[Excerpts from a location annotation dataset]
====================

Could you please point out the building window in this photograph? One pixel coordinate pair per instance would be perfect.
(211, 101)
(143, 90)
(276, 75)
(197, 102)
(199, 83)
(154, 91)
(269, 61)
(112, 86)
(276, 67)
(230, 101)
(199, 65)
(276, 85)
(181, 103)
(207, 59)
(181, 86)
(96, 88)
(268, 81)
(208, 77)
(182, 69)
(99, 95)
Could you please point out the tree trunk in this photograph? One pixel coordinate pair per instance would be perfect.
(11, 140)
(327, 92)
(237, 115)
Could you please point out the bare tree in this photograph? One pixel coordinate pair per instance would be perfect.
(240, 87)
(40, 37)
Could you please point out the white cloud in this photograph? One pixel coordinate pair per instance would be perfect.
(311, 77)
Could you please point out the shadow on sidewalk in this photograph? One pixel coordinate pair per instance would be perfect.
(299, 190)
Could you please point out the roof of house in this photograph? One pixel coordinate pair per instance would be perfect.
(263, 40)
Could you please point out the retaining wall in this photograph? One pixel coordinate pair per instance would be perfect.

====================

### SET PROBLEM
Express every line of the listing above as a JSON array of strings, one string per line, skipping any blank lines.

### RESULT BELOW
[
  "Could you please point out the building window in this photograph? One pixel coordinate pair per instance would be perfect.",
  "(211, 101)",
  "(143, 90)",
  "(276, 75)",
  "(197, 102)",
  "(199, 83)",
  "(154, 91)",
  "(269, 61)",
  "(112, 86)",
  "(276, 67)",
  "(230, 101)",
  "(199, 65)",
  "(276, 85)",
  "(181, 103)",
  "(207, 59)",
  "(181, 86)",
  "(96, 88)",
  "(268, 81)",
  "(208, 77)",
  "(182, 69)",
  "(99, 95)",
  "Could you please point out the tree trunk in this photograph? One pixel coordinate pair per instance would be perfect.",
  "(11, 140)",
  "(327, 92)",
  "(237, 115)",
  "Could you please point out the bare tree in this photograph? One pixel coordinate pair per instance would be perfect.",
  "(240, 87)",
  "(40, 37)",
  "Could you please point out the white cloud in this photograph? One pixel coordinate pair per instance would be perfect.",
  "(311, 77)",
  "Could you please point out the shadow on sidewalk in this photograph? One pixel coordinate pair per instance would be perfect.",
  "(299, 190)",
  "Could you please point out the roof of house in this photograph? One pixel coordinate pair per instance would be perfect.",
  "(263, 40)",
  "Could you please point out the retaining wall in this photograph? One pixel coordinate pair per instance would be perfect."
]